New USask Resident Storyteller Hoping to Open Doors to Careers in Television
Ryan Moccasin has built a career on making people laugh.
In his latest endeavour, he is teaching others to embrace traditional storytelling and their own comedic sensibilities while merging with with modern, popular media.
From February to late April, Moccasin, a television producer, writer, and stand-up comedian from Saulteaux First Nation, will serve as the Indigenous Storytellers in Residence at the University of Saskatchewan (USask) Library.
“It’s a really fun and exciting program. It’s that creative bridge between the University and the wider public,” said Moccasin.
“In this series I want to showcase Indigenous storytelling and how they can share their stories through the screen,” he said.
The USask Indigenous Storytellers in Residence program, which began in 2021, aims to create and promote intercultural understanding and story-sharing among Indigenous and non-Indigenous people. It culminates in a presentation of a project during the University’s Indigenous Achievement Week.
Moccasin’s residency features a variety of workshops, programs, and lectures. On March 4, Moccasin is leading a workshop for USask staff on humour in the workplace, focusing specifically on the importance of humour in Indigenous culture.
During Indigenous Achievement Week, which will be held March 9 to 13, Moccasin is partnering with the Gordon Oakes Red Bear Student Centre to host a stand-up comedy show on campus.
Later in the month, Moccasin is planning on hosting a writing workshop that provides an insight into television-industry writing.
“I want to teach students how a writer’s room in television actually works. We will be simulating a writer’s room and getting them to help me write an episode of The Feather News,” said Moccasin.
“I want them to get a sense of what sort of writing mediums are out there, besides just novelists and academic writing, which some people find boring. It’s a way to mix it up and open some eyes to the other kinds of jobs out there.”
Finally, over a weekend in April, Moccasin will be hosting a film masterclass series, which will provide an overview to the fundamentals of filmmaking, including short script writing, how a camera works, how to operate sound, and how different departments like wardrobe, hair, and makeup work. The class is open and free to anyone in the public.
“They’ll get to understand how a set works. It’s a lot of moving parts but it’s fun.”

Just a handful of years ago, Moccasin took himself into a crash course in filmmaking.
In 2018, he began a comedy blog called The Feather, a satirical new-site motivated by the way he saw Indigenous people represented in the media and Hollywood. He met two local comedians, Danny Knight and Shawn Cuthand, who jumped at the opportunity to collaborate with Moccasin to start making videos for The Feather.
After gaining traction during the pandemic, the team behind The Feather entered the imagineNATIVE + APTN Lumi Web Series Pitch Competition in 2021, which they won. It granted them the opportunity to produce their satiric comedy show for APTN.
“We were celebrating over Zoom, and at the end of it I was like, ‘wait, how do I make a TV show?’” said Moccasin.
Moccasin started reaching out to organizations for mentorship opportunities and eventually found the National Screen Institute, who accepted Moccasin into their producer’s lab program.
“The people there really helped me understand what it means to be a producer and run an actual business and team,” said Moccasin.

== == ==

> Task requirements:
• a. According to the article, what organization accepted Moccasin into its producer's lab program?
• b. Quote the article word for word, from "Just a handful" to "for The Feather.".

> Raw data:
== == ==

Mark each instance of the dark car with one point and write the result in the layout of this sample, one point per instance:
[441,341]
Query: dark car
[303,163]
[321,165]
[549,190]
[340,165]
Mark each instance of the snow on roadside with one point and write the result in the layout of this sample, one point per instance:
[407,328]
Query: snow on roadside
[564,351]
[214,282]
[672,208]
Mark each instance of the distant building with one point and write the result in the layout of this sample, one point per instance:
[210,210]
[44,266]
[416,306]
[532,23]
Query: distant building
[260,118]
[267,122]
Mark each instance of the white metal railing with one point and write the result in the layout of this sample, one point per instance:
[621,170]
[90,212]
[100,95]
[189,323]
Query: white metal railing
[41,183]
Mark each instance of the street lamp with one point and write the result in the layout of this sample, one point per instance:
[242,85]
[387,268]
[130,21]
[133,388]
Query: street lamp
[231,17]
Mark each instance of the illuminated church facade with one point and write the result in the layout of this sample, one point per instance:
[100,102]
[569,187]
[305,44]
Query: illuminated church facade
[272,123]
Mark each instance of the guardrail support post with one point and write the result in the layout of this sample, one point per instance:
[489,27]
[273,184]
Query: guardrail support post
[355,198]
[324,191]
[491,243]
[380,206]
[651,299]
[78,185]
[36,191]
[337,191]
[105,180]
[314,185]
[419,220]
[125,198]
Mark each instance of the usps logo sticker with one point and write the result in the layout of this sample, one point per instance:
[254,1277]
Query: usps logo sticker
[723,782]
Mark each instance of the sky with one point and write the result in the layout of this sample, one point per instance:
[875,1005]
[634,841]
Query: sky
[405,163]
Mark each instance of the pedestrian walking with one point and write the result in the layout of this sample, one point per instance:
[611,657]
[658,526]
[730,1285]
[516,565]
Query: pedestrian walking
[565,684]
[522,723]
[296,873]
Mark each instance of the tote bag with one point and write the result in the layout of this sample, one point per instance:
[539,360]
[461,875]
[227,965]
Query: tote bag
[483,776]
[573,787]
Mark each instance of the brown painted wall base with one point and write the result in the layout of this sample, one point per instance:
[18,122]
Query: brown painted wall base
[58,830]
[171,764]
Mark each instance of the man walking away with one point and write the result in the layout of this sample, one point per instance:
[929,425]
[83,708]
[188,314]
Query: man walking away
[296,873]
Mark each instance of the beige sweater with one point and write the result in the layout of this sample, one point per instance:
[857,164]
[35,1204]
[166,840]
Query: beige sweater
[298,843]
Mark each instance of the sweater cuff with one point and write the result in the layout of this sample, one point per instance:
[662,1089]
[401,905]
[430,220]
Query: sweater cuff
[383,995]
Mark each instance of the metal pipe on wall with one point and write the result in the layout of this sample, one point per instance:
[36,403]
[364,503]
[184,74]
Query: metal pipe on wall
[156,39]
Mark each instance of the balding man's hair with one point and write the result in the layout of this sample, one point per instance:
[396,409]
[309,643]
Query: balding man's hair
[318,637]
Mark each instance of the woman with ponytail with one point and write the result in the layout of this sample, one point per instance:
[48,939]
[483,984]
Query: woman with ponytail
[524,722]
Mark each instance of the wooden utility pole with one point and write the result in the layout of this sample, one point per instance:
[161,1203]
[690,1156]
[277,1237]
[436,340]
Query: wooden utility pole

== == ==

> Answers in order:
• a. The National Screen Institute.

• b.
Just a handful of years ago, Moccasin took himself into a crash course in filmmaking.
In 2018, he began a comedy blog called The Feather, a satirical new-site motivated by the way he saw Indigenous people represented in the media and Hollywood. He met two local comedians, Danny Knight and Shawn Cuthand, who jumped at the opportunity to collaborate with Moccasin to start making videos for The Feather.